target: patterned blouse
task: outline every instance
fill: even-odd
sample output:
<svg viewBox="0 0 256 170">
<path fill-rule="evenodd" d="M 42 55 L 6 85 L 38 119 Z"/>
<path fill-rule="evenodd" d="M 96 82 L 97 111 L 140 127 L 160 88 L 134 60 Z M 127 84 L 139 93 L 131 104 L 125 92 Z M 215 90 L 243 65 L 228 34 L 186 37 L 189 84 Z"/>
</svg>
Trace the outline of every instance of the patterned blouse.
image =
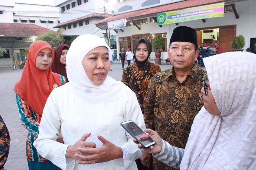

------------------------------------------------------------------------

- Exercise instructions:
Quote the records in their entirety, keeping the wording exact and excluding pictures.

- Result for this task:
target: patterned blouse
task: outline every instance
fill: even-odd
sample output:
<svg viewBox="0 0 256 170">
<path fill-rule="evenodd" d="M 42 55 L 6 85 L 38 119 Z"/>
<path fill-rule="evenodd" d="M 96 82 L 97 111 L 140 127 L 160 88 L 134 60 Z M 127 84 L 139 93 L 131 104 L 125 92 Z M 215 90 L 243 65 L 228 34 L 186 37 L 189 84 Z"/>
</svg>
Trace the outline of every instance of the patterned blouse.
image =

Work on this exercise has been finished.